● **Brief**: Only the text of the entries below should be returned, exactly as given, without pictures.

● **Exercise input**:
BEGIN

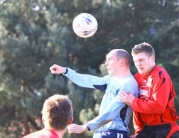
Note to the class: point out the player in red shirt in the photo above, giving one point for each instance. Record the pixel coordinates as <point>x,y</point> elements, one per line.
<point>154,111</point>
<point>57,114</point>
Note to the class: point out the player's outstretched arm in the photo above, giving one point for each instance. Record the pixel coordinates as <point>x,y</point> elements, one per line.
<point>57,69</point>
<point>77,129</point>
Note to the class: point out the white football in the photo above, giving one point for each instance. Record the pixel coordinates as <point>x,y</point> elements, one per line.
<point>85,25</point>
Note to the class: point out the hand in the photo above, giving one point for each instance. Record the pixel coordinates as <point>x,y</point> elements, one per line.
<point>56,69</point>
<point>126,97</point>
<point>77,129</point>
<point>133,136</point>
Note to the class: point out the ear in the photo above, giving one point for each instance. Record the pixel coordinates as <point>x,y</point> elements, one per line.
<point>152,58</point>
<point>70,121</point>
<point>43,120</point>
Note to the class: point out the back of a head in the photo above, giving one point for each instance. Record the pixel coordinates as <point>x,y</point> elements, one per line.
<point>121,53</point>
<point>143,47</point>
<point>57,111</point>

END

● **Worked solution**:
Note to the class: point out the player in red shirt in the photo above, giving one point for each instance. Record the pixel coordinates as <point>x,y</point> elements, one per line.
<point>154,111</point>
<point>57,114</point>
Note to the class: point out the player's outstretched arm in the photo above, giving one point for each instance. Record the pixel coordinates as <point>x,y</point> elements, one per line.
<point>57,69</point>
<point>77,129</point>
Note to the class: point out the white football in the photo above, giving one point for each instance. Record the pixel coordinates as <point>x,y</point> elements, one per line.
<point>85,25</point>
Note to the class: point out the hand in the photo above, giving one point for each instance. Record the pixel coordinates as <point>x,y</point> elements, one per line.
<point>56,69</point>
<point>126,97</point>
<point>77,129</point>
<point>133,136</point>
Note to the class: point out the ear in the photo above, giving one point for each instance. Record the pixel coordinates as <point>x,y</point> elements, one per line.
<point>152,58</point>
<point>70,121</point>
<point>43,120</point>
Note to the class: point out the back of a head in the photo above, giving one point for each instance. Record the pixel coordinates as <point>x,y</point> elements, one per line.
<point>121,53</point>
<point>143,47</point>
<point>57,111</point>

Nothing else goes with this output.